▶ [WHAT YOU WILL DO] In the excerpt on Luther and celibacy, how rare does Luther say the persons in the third category are?

Luther is therefore willing to say that there are, indeed, three people who are exempted from this commandment. Now, how does Luther understand this third category? Luther goes on later to say:

The third category consists of those spiritually rich and exalted persons, bridled by the grace of God, who are equipped for marriage by nature and physical capacity and nevertheless voluntarily remain celibate. These put it this way, "I could marry if I wish, I am capable of it But it does not attract me. I would rather work on the kingdom of heaven, i.e., the gospel, and beget spiritual children." Such persons are rare, not one in a thousand, for they are a special miracle of God. No one should venture on such a life unless he be especially called by God, like Jeremiah [16:2], or unless he finds God's grace to be so powerful within him that the divine injunction, "Be fruitful and multiply," has no place in him.

Luther clearly states that people in the third category voluntarily remain celebate. It is not something where they have no control over whether they remain celebate or not. Luther clearly states that a person who wishes to only begat spiritual children is not sinning. Yet, the Marriage Mandate position is that a person cannot do that. If he has a sex drive at all, it is to drive him towards marriage. Now, why does Luther use such strong language of commanding in the quotation given by Captain Sensible? After the quotation by Captain Sensible, and his explaination of the exemptions given above, Luther then says:

Don't let yourself be fooled on this score, even if you should make ten oaths, vows, covenants, and adamantine or ironclad pledges. For as you cannot solemnly promise that you will not be a man or a woman (and if you should make such a promise it would be foolishness and of no avail since you cannot make yourself something other than what you are), so you cannot promise that you will not produce seed or multiply, unless you belong to one of the three categories mentioned above. And should you make such a promise, it too would be foolishness and of no avail, for to produce seed and to multiply is a matter of God's ordinance [geschöpffe], not your power.

▶ [MATERIAL]
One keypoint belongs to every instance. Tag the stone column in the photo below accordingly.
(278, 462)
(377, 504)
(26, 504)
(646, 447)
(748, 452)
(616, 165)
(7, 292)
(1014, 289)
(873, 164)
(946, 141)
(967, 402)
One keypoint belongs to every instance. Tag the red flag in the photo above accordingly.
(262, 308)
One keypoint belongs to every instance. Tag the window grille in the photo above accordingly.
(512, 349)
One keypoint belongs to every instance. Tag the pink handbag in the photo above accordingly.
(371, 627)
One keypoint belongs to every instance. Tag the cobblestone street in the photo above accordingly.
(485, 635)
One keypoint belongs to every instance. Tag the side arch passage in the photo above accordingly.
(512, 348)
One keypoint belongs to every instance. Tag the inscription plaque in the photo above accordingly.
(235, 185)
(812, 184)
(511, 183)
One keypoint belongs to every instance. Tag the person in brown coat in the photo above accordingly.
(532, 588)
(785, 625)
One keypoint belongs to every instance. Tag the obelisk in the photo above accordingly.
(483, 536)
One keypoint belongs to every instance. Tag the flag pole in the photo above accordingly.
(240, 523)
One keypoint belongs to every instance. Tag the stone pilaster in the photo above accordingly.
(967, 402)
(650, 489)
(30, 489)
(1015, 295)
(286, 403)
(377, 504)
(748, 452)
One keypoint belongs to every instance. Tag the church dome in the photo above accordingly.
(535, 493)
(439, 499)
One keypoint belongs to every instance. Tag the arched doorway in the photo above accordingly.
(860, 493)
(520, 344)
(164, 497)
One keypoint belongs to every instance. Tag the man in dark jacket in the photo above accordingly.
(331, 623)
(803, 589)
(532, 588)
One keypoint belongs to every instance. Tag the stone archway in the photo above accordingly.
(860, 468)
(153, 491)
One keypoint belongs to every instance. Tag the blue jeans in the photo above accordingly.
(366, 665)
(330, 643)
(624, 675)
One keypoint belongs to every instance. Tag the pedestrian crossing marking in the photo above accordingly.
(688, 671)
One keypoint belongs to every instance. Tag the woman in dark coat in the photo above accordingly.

▶ [TASK RESPONSE] Not one in a thousand, for they are a special miracle of God.